• Short exercise 1: According to the Kuching travel piece, in what year was the Square Tower built?

• Selected extract:

+++

The Darul Hana Bridge
It casts a snake-like shadow on the river
In the “Lonely Planet” Borneo guide it says that Kuching will “amply reward visitors with a penchant for aimless ambling”. So true! So, on Sunday we spent the day aimlessly ambling along the waterfront, through Chinatown, the old colonial sector and the Islamic market, across the new bridge and around and about the town in general. We set off in the rain, then spent most of the day in the heat (I bought a rainbow umbrella to use for rain and sunshine), then in the evening we had a terrific dramatic thunderstorm. Most evenings it has rained after lovely sunny days, so we are still waiting for the opportunity to take an evening river cruise!
Along the waterfront promenade there is an open-air community building called “The People’s Place” and often of an evening there are musical groups playing there and dancers sometimes too. This Sunday morning as people strolled along, the kids were enjoying a Taekwon-Do lesson.
At the western end of the waterfront promenade, on the southern bank of the Sarawak, sits very squarely, the squat “Square Tower”, built in 1879; along with Fort Margherita on the northern bank, it once guarded the
river against marauders and pirates. It still bears the coat of arms of the Brooke white rajahs. Behind it stands the Brooke Memorial and behind that the beautiful colonial Old Court House. Now that the Legislative Assembly is across the river in the Sarawak State Assembly building, the old court house has become a rather smart tourist complex, bistro café, restaurant, bars and textile centre. Smartest loos in Kuching too!

+++

• Excerpted data:
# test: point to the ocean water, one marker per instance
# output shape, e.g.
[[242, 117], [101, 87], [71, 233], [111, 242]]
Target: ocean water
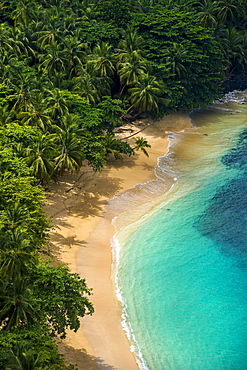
[[181, 269]]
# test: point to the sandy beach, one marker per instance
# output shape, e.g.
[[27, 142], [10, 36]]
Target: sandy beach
[[81, 240]]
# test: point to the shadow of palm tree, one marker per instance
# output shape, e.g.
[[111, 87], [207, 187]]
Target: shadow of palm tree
[[81, 359]]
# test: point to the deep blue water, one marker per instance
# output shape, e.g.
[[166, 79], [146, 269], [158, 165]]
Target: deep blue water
[[183, 270]]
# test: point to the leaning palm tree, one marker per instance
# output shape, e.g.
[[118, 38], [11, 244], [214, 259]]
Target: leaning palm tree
[[141, 144], [131, 45], [23, 357], [147, 94]]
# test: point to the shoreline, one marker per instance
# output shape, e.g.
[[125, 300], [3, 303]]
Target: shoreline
[[79, 205]]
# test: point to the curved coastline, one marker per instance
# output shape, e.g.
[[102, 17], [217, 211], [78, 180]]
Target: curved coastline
[[82, 207]]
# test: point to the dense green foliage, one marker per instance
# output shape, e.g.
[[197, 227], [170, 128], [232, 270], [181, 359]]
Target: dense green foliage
[[71, 71]]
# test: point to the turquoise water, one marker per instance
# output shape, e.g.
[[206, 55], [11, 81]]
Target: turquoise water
[[183, 270]]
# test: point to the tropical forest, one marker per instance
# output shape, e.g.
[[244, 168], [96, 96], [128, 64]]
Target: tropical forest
[[71, 71]]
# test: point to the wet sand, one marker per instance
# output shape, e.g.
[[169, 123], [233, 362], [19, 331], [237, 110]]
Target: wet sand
[[81, 240]]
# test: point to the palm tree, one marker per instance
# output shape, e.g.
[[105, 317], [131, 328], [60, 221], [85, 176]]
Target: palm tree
[[24, 13], [39, 157], [111, 146], [175, 57], [141, 144], [130, 46], [147, 94], [101, 60], [57, 105], [17, 305], [6, 115], [234, 51], [227, 10], [23, 357], [89, 86], [130, 71], [54, 60], [68, 138], [17, 254], [207, 13]]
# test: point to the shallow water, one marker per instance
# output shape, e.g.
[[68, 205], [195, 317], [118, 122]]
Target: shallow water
[[181, 269]]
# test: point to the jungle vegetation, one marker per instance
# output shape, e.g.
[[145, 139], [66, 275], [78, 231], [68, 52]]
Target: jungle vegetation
[[71, 71]]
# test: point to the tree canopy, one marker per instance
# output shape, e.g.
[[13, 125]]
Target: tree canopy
[[71, 71]]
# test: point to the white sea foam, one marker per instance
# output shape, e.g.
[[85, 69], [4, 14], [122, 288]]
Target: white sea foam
[[134, 347]]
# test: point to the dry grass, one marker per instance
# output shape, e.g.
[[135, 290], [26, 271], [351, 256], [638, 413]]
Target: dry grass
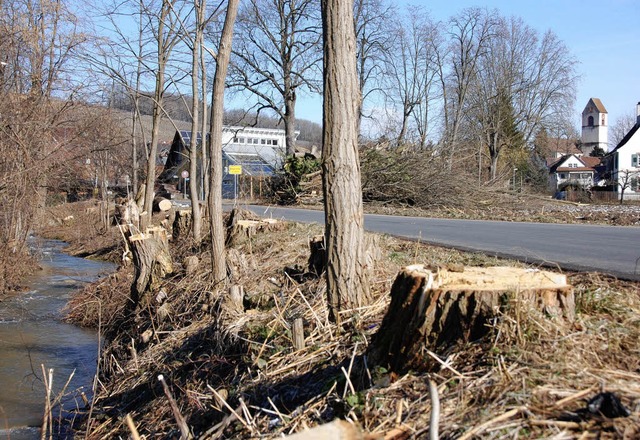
[[238, 375]]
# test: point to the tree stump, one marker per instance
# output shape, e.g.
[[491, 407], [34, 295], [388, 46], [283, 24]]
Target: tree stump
[[434, 309], [151, 259]]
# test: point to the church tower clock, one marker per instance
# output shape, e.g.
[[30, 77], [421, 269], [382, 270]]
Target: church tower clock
[[595, 122]]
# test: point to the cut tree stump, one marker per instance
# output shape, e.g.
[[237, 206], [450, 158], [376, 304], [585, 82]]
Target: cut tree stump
[[151, 259], [433, 309], [243, 224]]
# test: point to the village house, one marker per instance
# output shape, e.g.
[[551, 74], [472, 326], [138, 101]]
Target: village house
[[623, 163], [576, 167]]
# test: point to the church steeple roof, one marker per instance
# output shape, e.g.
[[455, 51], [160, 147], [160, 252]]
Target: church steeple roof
[[595, 102]]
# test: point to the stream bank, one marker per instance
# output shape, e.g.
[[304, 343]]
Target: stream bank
[[33, 334]]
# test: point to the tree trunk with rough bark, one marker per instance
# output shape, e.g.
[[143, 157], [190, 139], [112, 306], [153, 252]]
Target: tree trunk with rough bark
[[347, 284], [151, 259], [218, 257], [432, 310]]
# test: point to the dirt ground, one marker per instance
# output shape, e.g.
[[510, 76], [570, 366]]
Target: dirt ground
[[237, 375]]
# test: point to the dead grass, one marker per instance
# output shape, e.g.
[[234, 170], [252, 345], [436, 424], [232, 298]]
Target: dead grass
[[238, 376]]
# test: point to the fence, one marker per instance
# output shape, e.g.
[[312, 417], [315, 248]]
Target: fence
[[246, 187]]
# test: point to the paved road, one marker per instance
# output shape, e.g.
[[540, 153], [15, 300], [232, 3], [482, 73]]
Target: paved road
[[609, 249]]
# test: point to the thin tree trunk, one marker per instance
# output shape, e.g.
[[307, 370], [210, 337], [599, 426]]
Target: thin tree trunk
[[196, 218], [347, 285], [218, 260], [145, 220], [290, 124]]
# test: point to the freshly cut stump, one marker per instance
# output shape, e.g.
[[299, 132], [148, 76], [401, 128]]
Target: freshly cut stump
[[151, 259], [433, 309]]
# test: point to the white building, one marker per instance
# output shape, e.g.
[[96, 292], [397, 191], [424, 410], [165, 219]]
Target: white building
[[624, 162], [595, 122]]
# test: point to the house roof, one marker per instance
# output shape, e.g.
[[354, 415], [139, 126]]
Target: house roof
[[589, 163], [598, 104], [626, 138]]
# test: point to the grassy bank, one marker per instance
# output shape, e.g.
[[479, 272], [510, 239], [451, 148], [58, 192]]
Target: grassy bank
[[235, 373]]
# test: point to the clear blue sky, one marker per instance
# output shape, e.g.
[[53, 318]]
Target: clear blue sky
[[604, 36]]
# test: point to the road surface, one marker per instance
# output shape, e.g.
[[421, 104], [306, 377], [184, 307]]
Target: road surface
[[609, 249]]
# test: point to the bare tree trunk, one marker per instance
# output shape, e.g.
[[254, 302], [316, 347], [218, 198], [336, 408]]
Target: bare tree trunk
[[218, 260], [145, 220], [290, 124], [347, 284], [196, 217]]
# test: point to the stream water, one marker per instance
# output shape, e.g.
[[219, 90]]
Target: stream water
[[32, 334]]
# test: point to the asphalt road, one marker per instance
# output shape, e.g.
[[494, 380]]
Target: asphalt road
[[608, 249]]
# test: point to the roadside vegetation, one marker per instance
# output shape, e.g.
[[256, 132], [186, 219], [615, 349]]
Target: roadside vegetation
[[236, 374]]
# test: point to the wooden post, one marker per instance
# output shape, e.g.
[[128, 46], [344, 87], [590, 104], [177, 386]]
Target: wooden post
[[317, 255], [297, 334], [434, 309]]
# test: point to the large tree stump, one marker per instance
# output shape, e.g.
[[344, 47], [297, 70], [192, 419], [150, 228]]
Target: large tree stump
[[434, 309], [151, 259]]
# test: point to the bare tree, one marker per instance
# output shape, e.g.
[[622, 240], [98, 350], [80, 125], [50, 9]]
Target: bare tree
[[521, 84], [347, 285], [373, 43], [627, 179], [411, 69], [276, 56], [470, 32], [165, 31], [218, 260]]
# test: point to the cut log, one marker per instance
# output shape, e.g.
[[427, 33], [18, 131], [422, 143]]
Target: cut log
[[182, 223], [317, 263], [433, 309], [242, 224], [336, 430], [191, 265], [127, 214], [161, 204], [297, 334], [151, 259]]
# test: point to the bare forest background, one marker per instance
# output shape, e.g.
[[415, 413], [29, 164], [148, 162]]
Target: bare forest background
[[89, 94]]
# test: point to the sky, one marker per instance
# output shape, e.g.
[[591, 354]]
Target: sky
[[603, 35]]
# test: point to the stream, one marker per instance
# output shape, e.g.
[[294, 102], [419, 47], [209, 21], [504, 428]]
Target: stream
[[32, 334]]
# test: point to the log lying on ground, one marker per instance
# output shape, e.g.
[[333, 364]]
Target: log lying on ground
[[152, 261], [242, 224], [181, 223], [160, 204], [433, 309]]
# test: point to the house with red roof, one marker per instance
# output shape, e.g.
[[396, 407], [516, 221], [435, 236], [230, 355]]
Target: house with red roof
[[623, 163], [574, 170]]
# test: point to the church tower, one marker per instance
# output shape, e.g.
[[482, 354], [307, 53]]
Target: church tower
[[595, 122]]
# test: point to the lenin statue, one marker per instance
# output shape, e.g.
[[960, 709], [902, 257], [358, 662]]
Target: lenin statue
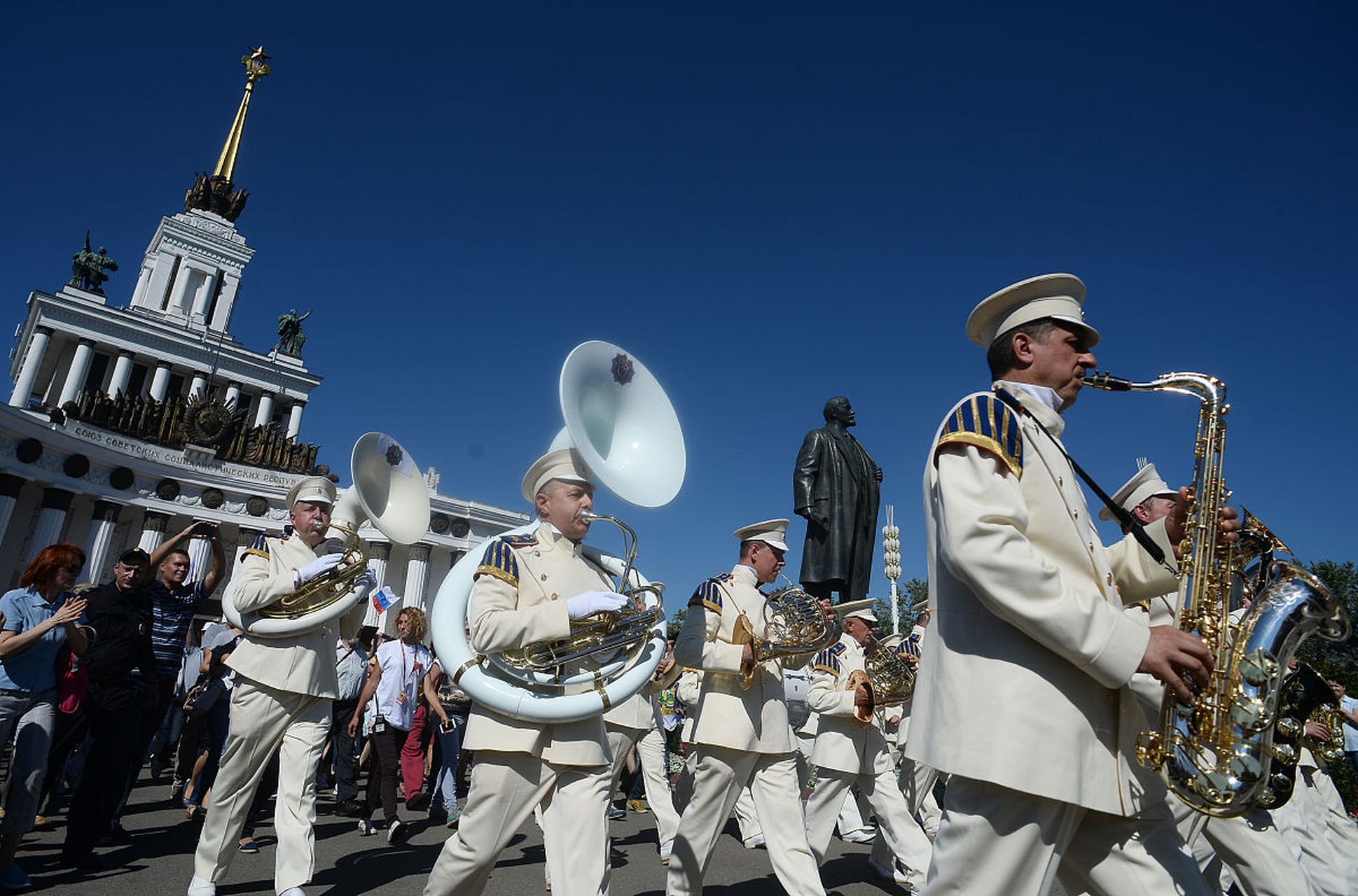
[[836, 489]]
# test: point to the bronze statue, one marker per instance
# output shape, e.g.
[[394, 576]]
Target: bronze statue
[[291, 337], [88, 268], [836, 488]]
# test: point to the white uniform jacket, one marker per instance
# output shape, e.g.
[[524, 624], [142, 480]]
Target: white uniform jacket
[[519, 596], [299, 664], [843, 741], [1023, 675], [753, 720]]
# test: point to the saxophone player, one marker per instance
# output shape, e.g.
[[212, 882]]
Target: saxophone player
[[1251, 845], [282, 699], [740, 735], [530, 588], [1027, 611], [852, 750]]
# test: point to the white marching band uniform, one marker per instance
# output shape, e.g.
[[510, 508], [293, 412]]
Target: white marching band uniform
[[853, 752], [520, 598], [740, 738]]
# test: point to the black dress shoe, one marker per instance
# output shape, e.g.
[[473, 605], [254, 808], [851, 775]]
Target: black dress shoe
[[351, 808]]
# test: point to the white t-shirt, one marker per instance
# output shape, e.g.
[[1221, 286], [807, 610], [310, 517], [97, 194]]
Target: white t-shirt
[[403, 667]]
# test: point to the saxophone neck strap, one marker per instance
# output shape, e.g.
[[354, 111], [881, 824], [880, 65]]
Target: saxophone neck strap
[[1123, 517]]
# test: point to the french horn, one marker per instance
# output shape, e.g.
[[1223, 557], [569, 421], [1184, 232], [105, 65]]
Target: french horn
[[390, 493], [623, 426]]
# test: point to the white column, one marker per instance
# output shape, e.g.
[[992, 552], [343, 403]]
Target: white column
[[153, 531], [29, 372], [160, 382], [79, 370], [181, 287], [378, 556], [417, 575], [265, 413], [295, 420], [121, 374], [244, 540], [200, 557], [202, 296], [102, 523], [10, 488], [52, 519]]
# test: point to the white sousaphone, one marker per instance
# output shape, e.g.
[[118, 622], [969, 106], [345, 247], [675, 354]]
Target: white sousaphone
[[390, 493], [626, 430]]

+++

• Short exercise 2: Output everything in the listing from its first line down through the line containing "[[81, 359]]" as a numbered list, both ends included and blank lines omitted. Leave out the pictures.

• Task output 1: 1879

• Task output 2:
1. # test: point to the ocean water, one marker per instance
2. # output shape, e.g.
3. [[242, 117], [101, 87], [71, 233], [111, 242]]
4. Target: ocean water
5. [[181, 269]]
6. # test: point to the sandy beach, one marker per instance
7. # output shape, e.g.
8. [[27, 142], [10, 36]]
9. Target: sandy beach
10. [[81, 240]]
11. # test: point to the shadow of palm tree, one marker per instance
12. # output shape, e.g.
13. [[111, 87], [207, 187]]
14. Target: shadow of palm tree
15. [[81, 359]]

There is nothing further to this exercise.